# VORLIEGENDER TEXT:

++++++++++

# Anglerboard t-Shirts!



## Dok (20. März 2002)

Eine neue Ladung AB-Shirts ist angekommen. Jetzt sind endlich wieder alle Größen verfügbar!!!

Der Aufdruck ist diesmal auch noch kräftiger, dank neuer Farbsorte!

Und das besten jetzt sind die Shirts auch in XXXL lieferbar  ! 

>>WEITER


----------



## Pete (20. März 2002)

Prima, dok...endlich haben die Megagewichtigen auch ne Chance, nich wie ne eingequetschte Leberwurst obenrum auszusehen...
Wie siehts denn mit der Aufkleber-Idee aus, irgendwie hab ich das Gefühl, dass sich die Elche auf unseren vierrädrigen Freunden über nette Nachbarschaft riesig freuen würden...

Neulich auf der "Seho" hätten Jo und ich son Teil gut gebrauchen können, da waren die Wände schon voll mit den Logos der verschiedensten Vereine...
Das würde sicher auch noch ne Menge mehr gute Werbung für uns sein...

++++++++++

# GEZEIGTE EINTRÄGE:
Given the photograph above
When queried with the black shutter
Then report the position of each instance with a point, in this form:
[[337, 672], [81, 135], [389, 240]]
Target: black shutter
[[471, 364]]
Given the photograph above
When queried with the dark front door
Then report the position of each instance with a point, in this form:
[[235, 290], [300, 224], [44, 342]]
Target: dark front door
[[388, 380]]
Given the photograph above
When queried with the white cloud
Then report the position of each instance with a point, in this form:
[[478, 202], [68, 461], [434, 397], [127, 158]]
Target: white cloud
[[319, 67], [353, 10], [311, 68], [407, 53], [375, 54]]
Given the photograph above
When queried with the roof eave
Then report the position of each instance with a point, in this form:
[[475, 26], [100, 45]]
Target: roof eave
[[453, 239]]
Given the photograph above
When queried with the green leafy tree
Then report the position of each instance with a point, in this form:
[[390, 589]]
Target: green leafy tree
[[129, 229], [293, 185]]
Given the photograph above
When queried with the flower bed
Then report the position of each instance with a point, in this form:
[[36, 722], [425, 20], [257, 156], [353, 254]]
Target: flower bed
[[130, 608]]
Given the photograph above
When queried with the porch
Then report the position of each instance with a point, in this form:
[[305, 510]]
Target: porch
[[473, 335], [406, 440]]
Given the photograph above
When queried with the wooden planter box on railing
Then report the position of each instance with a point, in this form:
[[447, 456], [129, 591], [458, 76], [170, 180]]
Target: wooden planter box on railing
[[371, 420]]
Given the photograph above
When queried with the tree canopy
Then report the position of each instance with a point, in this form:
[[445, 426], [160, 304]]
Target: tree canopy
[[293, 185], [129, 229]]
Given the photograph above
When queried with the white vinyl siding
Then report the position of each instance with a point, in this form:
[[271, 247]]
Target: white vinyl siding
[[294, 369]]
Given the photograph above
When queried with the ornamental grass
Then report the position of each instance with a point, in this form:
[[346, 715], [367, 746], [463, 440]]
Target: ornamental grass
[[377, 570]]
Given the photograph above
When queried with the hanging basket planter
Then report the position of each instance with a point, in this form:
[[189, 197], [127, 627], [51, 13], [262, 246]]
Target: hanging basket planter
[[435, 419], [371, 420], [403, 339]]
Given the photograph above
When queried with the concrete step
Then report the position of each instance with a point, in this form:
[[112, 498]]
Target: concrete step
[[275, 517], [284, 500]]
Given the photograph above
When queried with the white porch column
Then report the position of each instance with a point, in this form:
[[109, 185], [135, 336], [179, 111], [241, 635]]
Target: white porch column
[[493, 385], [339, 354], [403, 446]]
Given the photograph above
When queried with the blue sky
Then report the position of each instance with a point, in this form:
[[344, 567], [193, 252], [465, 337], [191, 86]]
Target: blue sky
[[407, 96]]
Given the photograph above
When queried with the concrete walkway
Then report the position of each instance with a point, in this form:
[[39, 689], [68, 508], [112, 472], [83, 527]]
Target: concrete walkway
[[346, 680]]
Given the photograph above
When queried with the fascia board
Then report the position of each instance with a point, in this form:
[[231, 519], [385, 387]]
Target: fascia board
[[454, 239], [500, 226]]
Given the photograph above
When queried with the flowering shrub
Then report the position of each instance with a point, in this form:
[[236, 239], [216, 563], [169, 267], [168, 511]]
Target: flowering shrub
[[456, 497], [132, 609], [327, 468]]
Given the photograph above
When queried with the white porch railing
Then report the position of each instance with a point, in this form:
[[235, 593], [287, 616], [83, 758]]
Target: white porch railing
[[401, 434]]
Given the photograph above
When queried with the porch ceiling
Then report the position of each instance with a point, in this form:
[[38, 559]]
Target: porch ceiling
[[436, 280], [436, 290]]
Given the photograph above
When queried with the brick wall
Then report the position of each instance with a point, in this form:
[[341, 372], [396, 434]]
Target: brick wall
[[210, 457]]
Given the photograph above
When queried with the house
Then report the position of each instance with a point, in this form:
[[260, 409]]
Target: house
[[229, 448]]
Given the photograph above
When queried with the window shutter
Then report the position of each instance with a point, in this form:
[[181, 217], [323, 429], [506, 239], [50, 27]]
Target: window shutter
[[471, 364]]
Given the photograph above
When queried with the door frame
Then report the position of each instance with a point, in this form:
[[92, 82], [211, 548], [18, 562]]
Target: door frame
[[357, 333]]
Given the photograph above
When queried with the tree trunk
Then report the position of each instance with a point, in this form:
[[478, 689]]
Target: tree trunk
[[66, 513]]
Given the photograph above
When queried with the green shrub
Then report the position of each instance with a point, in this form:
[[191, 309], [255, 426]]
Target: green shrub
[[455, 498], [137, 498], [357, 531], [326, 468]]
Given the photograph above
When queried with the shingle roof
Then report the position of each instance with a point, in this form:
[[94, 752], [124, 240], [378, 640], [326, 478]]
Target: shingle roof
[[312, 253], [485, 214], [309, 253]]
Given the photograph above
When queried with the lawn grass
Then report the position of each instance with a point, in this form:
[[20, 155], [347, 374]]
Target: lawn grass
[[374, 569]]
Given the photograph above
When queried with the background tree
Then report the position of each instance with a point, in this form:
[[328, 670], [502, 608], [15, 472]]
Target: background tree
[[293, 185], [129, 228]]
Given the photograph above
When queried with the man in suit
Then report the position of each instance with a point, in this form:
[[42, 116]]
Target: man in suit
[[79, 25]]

++++++++++

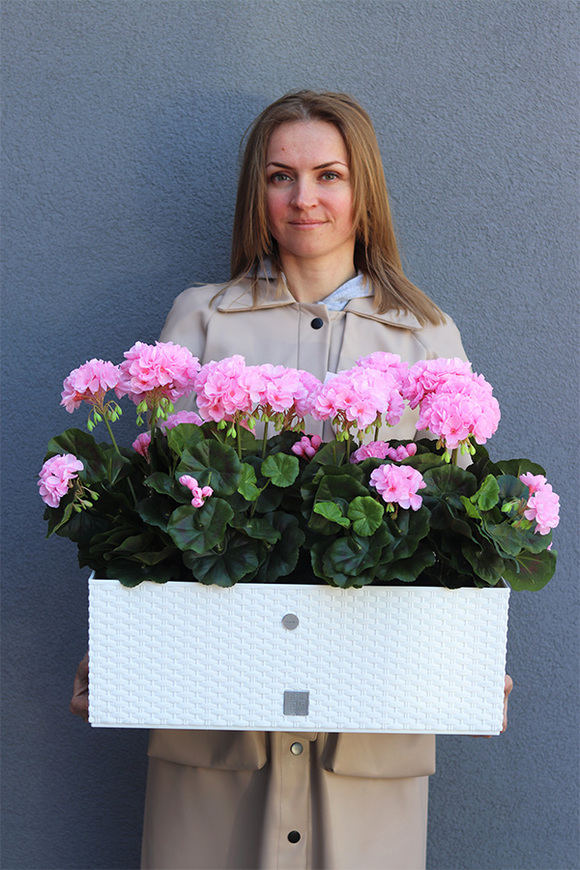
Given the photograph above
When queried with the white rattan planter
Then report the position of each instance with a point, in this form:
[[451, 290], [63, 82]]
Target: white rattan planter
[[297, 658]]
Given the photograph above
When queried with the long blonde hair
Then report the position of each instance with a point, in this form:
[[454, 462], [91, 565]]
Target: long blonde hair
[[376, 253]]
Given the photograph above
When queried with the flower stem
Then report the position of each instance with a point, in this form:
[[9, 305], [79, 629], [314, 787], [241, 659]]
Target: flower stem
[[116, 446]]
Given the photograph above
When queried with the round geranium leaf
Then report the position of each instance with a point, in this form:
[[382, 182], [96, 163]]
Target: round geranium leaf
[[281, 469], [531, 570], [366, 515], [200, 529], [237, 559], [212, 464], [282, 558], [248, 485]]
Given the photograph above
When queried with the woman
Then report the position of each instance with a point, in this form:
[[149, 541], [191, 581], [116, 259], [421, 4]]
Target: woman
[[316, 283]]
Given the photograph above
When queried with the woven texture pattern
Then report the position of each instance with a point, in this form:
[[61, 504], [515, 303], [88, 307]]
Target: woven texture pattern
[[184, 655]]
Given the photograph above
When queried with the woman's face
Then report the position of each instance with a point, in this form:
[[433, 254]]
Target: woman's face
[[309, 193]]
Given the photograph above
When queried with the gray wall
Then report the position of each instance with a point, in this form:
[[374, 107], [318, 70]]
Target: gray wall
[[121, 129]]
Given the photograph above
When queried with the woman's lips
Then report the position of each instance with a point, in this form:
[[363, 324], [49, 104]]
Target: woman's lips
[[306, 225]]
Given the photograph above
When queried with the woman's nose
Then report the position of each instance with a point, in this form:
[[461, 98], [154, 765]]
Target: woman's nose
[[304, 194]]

++++++++++

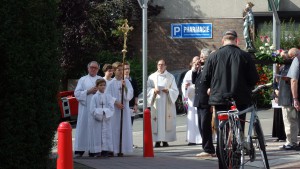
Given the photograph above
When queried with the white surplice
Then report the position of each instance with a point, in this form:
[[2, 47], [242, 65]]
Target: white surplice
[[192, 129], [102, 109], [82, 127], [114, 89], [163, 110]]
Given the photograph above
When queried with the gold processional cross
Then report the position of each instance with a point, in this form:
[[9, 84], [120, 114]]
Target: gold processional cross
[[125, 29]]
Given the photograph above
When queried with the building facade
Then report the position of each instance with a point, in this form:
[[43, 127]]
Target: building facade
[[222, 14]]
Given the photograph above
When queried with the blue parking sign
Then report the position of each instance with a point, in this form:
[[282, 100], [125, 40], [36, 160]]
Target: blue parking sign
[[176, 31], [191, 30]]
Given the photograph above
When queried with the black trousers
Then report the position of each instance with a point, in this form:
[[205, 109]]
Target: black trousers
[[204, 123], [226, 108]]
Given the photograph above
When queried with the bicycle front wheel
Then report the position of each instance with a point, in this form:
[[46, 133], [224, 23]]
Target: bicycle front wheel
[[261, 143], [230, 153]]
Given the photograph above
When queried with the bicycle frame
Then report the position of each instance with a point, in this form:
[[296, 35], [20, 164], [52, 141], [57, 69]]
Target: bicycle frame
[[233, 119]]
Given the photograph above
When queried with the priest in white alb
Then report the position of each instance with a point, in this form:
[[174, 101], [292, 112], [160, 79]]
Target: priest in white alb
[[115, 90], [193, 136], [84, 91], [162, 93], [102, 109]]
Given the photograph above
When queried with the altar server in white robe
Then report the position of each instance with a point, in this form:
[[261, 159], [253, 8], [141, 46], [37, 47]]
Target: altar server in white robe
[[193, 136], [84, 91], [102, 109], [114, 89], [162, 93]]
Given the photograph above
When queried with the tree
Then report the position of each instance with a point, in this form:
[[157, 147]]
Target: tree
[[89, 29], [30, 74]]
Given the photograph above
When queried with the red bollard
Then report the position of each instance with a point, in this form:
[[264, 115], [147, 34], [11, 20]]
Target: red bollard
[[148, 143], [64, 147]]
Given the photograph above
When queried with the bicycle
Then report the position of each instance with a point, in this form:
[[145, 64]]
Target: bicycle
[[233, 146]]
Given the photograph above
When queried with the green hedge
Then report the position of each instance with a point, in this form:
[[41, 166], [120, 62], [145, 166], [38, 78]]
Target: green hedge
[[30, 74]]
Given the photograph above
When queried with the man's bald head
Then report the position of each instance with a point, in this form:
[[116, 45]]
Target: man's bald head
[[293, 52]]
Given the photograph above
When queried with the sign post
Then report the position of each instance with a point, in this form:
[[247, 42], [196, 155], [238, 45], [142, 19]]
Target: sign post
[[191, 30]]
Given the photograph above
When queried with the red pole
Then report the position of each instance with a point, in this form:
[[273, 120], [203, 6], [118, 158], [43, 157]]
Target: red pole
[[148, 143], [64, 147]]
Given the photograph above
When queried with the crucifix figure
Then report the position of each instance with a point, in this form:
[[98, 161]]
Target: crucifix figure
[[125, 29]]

++++++++++

# AUFGABE:
Schreib den Text über die Anglerboard-T-Shirts vollständig und Zeichen für Zeichen ab. Die Einträge stammen aus einer anderen Quelle als der Text.

# LÖSUNG:
# Anglerboard t-Shirts!



## Dok (20. März 2002)

Eine neue Ladung AB-Shirts ist angekommen. Jetzt sind endlich wieder alle Größen verfügbar!!!

Der Aufdruck ist diesmal auch noch kräftiger, dank neuer Farbsorte!

Und das besten jetzt sind die Shirts auch in XXXL lieferbar  ! 

>>WEITER


----------



## Pete (20. März 2002)

Prima, dok...endlich haben die Megagewichtigen auch ne Chance, nich wie ne eingequetschte Leberwurst obenrum auszusehen...
Wie siehts denn mit der Aufkleber-Idee aus, irgendwie hab ich das Gefühl, dass sich die Elche auf unseren vierrädrigen Freunden über nette Nachbarschaft riesig freuen würden...

Neulich auf der "Seho" hätten Jo und ich son Teil gut gebrauchen können, da waren die Wände schon voll mit den Logos der verschiedensten Vereine...
Das würde sicher auch noch ne Menge mehr gute Werbung für uns sein...